Data items:
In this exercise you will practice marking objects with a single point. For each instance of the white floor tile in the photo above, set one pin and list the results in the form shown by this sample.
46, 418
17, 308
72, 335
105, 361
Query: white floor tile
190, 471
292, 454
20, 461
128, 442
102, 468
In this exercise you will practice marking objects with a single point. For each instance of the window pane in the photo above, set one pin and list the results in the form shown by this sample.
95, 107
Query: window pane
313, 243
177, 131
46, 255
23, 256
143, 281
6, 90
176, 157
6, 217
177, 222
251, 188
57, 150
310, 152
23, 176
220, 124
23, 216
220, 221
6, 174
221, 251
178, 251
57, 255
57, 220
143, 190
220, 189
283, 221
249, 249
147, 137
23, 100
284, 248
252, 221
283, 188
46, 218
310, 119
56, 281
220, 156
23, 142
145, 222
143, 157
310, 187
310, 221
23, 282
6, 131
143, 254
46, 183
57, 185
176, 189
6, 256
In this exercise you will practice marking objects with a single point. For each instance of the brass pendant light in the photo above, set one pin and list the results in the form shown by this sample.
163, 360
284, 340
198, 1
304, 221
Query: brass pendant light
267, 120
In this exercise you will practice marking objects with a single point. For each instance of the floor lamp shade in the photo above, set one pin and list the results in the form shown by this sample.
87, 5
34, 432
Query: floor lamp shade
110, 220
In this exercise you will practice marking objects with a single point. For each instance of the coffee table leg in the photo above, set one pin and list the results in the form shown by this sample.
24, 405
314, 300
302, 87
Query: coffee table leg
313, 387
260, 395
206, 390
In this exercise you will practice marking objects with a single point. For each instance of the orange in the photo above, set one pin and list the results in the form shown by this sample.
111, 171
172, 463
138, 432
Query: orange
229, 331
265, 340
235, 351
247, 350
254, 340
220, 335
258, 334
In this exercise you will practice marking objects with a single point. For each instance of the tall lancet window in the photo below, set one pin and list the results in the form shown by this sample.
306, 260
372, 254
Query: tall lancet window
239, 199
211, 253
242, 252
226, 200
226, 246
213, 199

(The task) Hand back the material above in full, exactly as written.

(Result of this task)
In this exercise you will practice marking objects with a single point. For each instance of the white floor tile in the photo above, set one pin and list the results in the form shown by this sample.
46, 418
17, 308
72, 335
105, 361
Query: white floor tile
190, 471
292, 454
20, 461
128, 442
102, 468
In this exercise you will practice marking objects with a single point. For each instance of the window pane in the photo above, set one pin and list the results in the form shown by this sample.
95, 107
Query: window pane
313, 243
177, 131
46, 255
23, 256
143, 281
6, 90
176, 157
6, 217
177, 222
251, 188
57, 150
310, 152
23, 176
220, 124
23, 216
220, 221
6, 174
221, 251
178, 251
57, 255
57, 220
143, 190
220, 189
283, 221
249, 249
147, 137
23, 100
284, 248
252, 221
283, 188
46, 218
310, 119
56, 281
220, 156
23, 142
145, 222
143, 157
310, 187
310, 221
23, 282
6, 131
143, 254
46, 183
57, 185
176, 189
6, 256
In this exercise you will practice marking objects with a single point. For each instance of the brass pendant light in the photo above, set one pin and list the results in the form shown by this sample.
163, 360
284, 340
198, 1
304, 221
Query: brass pendant light
267, 120
In this exercise you will practice marking objects with a single point. For each instance of the floor lamp shade in the photo above, set one pin and list the results in the form shown by this sample.
87, 5
34, 432
Query: floor lamp shade
110, 220
In this exercise you will practice marking objects with a single point. For each instance of the coffee table leg in the photo above, set one pin and list the results in the form shown by this sample.
24, 405
314, 300
302, 87
Query: coffee table leg
313, 387
260, 395
206, 390
In this exercise you will practice marking objects with a single point. For each instance of the orange in the photo above, set one pin and list the results in the form shown by this sample.
111, 171
172, 463
138, 432
Query: orange
229, 331
265, 340
235, 351
247, 350
254, 340
220, 335
258, 334
In this exercise you will practice marking objects with a single point. For each instance of the tall lancet window in the photo below, set one pin and list the results in the form shown by this sample.
306, 260
372, 254
Query: tall lancet window
239, 199
211, 253
242, 252
226, 200
226, 246
213, 199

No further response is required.